WHAT IS EXPECTED:
Filter the data for "window" and copy matching lines.

-------- DATA

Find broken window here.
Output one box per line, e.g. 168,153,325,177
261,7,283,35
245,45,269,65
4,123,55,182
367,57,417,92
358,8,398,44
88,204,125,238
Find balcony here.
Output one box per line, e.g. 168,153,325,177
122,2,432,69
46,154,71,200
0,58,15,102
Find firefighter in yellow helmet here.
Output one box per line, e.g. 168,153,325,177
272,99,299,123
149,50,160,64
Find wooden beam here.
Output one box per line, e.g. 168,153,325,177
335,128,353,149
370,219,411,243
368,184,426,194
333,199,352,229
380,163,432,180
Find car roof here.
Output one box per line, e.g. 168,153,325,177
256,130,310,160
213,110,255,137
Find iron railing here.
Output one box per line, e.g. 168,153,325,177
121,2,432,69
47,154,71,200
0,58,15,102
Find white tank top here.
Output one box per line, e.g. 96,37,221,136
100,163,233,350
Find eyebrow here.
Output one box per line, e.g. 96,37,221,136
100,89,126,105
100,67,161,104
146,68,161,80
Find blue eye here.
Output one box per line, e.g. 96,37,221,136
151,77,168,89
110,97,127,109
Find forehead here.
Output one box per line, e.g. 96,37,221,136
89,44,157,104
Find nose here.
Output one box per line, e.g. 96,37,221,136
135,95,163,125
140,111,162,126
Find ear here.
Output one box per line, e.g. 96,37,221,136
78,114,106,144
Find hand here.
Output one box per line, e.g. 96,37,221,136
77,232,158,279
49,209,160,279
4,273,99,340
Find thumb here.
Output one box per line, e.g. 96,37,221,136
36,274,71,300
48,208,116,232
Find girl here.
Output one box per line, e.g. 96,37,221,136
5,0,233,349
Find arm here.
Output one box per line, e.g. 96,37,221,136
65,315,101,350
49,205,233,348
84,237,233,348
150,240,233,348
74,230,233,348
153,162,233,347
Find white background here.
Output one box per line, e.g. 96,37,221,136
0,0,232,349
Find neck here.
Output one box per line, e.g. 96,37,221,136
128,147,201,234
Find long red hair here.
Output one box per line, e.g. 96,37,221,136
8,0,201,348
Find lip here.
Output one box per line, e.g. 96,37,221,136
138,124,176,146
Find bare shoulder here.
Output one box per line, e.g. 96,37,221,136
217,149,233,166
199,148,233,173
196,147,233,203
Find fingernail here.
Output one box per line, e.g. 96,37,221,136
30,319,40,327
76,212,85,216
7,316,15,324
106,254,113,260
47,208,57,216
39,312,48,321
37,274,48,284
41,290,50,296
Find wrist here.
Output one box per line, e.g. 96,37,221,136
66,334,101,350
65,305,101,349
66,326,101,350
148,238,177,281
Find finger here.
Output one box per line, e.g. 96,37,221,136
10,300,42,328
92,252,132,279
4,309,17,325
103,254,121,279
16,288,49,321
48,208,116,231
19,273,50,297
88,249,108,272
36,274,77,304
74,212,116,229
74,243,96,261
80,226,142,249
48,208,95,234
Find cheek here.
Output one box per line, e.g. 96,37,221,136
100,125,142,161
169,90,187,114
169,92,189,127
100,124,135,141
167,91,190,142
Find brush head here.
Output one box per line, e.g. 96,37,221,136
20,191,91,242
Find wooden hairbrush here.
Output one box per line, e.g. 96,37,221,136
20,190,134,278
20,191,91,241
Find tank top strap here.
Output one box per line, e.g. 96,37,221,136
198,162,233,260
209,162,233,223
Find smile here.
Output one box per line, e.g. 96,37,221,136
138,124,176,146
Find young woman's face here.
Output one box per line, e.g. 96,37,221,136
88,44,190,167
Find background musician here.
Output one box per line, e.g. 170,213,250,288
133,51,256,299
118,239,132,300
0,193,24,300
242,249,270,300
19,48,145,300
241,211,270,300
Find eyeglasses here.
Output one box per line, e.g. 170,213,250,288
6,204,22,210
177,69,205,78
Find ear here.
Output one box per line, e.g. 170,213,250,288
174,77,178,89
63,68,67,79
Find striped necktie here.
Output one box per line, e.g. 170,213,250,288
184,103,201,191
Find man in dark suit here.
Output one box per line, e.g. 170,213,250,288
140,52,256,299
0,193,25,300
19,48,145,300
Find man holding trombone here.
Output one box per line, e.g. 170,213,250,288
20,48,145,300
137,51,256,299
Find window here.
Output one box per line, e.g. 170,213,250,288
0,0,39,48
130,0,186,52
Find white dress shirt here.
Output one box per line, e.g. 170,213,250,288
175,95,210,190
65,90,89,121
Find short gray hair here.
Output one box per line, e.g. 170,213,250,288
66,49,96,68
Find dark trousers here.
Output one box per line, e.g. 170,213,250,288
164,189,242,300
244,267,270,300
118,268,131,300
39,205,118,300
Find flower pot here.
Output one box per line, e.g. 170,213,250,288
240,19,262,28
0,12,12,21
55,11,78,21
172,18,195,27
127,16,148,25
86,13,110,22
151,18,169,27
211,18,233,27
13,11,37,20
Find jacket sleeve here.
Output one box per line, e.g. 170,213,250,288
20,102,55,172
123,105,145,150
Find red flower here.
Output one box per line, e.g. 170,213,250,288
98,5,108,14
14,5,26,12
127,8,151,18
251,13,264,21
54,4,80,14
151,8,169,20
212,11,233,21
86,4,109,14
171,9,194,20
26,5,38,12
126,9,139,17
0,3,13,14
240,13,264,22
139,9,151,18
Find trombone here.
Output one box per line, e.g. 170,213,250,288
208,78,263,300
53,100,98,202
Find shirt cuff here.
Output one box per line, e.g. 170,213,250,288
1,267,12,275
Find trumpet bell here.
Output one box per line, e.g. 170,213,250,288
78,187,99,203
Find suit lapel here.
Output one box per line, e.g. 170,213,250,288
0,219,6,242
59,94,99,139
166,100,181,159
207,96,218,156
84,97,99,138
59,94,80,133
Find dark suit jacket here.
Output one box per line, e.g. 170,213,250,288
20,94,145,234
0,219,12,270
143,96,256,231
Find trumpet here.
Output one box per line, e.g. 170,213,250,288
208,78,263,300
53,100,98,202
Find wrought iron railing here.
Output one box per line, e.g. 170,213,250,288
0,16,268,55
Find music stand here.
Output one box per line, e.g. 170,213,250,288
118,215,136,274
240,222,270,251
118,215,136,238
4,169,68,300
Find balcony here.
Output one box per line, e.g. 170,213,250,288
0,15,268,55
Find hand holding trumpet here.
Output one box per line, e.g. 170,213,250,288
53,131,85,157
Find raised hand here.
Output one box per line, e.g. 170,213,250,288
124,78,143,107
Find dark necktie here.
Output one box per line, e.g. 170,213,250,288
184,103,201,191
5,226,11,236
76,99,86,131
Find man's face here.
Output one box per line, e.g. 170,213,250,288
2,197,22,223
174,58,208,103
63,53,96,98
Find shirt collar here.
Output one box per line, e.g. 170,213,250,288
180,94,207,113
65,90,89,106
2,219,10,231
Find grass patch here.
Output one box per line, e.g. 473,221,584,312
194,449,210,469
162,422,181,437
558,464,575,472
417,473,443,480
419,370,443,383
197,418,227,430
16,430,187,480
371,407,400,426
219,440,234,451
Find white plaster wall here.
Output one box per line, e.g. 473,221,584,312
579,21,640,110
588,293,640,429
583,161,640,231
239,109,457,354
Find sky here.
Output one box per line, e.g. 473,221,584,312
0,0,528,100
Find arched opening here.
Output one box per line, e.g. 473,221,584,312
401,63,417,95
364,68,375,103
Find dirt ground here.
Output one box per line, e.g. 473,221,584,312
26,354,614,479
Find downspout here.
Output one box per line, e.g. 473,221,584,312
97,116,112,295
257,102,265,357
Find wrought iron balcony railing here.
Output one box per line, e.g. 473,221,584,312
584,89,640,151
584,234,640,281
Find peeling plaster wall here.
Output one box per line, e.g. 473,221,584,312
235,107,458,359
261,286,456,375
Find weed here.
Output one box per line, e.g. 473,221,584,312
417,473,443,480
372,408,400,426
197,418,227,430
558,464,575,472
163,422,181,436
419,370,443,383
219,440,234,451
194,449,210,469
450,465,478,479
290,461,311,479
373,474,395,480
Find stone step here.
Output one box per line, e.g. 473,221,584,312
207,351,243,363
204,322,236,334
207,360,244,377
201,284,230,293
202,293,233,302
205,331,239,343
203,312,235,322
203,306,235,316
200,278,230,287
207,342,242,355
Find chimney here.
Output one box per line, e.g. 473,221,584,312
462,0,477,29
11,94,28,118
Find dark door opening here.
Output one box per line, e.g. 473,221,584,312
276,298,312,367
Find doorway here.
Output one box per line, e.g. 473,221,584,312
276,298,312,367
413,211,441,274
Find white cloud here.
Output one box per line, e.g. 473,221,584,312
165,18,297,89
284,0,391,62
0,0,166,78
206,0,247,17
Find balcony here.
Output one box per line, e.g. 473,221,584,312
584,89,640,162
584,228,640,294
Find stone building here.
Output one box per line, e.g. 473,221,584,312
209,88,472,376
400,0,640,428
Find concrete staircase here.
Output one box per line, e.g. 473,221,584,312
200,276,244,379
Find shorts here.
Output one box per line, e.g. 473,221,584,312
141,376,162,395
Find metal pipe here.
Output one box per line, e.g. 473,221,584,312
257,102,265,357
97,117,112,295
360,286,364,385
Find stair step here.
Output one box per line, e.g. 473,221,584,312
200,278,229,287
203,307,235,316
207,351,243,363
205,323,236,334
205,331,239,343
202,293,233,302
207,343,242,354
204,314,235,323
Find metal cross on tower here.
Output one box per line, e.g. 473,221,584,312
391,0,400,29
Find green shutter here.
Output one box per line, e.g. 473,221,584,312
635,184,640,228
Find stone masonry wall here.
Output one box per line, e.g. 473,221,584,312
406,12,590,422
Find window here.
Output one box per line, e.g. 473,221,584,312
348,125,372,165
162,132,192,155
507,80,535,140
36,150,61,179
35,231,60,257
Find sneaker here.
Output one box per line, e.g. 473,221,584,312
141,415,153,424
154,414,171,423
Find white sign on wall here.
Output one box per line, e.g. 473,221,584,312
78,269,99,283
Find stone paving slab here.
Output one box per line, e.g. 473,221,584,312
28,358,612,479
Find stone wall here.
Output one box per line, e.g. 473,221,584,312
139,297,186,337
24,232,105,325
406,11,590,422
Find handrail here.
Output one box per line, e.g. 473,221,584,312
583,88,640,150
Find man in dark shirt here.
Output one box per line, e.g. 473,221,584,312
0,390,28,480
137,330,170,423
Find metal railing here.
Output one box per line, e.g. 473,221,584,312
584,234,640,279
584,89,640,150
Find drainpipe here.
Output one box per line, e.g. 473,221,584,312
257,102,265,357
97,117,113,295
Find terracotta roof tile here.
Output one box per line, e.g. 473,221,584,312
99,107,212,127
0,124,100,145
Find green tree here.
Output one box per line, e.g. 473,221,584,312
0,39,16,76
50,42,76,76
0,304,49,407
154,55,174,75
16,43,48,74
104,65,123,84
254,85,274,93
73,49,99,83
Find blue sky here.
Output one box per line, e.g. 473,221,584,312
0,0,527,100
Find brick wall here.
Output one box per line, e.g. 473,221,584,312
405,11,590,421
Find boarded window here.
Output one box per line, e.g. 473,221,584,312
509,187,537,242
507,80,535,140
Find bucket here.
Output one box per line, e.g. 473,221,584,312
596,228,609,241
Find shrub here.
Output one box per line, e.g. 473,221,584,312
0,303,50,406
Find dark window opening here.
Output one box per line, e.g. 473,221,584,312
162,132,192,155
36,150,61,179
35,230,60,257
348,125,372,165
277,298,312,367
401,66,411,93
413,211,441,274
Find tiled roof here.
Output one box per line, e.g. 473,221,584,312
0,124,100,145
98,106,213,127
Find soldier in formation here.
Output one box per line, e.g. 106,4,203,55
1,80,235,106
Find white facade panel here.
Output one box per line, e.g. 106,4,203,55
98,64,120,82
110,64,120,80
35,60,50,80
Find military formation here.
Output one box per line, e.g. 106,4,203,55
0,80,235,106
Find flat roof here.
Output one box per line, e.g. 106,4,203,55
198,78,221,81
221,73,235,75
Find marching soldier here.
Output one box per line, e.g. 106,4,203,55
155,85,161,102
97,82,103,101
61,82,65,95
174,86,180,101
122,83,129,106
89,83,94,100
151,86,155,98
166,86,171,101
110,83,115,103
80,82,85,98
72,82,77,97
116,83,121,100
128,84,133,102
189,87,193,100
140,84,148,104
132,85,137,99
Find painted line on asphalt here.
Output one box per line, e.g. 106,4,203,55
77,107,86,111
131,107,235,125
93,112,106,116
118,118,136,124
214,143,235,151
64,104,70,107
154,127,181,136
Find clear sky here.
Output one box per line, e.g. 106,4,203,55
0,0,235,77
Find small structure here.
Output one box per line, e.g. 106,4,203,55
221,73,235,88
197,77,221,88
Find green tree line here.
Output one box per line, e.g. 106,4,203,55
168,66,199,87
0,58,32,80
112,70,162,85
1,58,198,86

----------------

RESPONSE:
Find broken window here.
Find window here.
Find window here.
Find boarded window here.
Find dark window opening here.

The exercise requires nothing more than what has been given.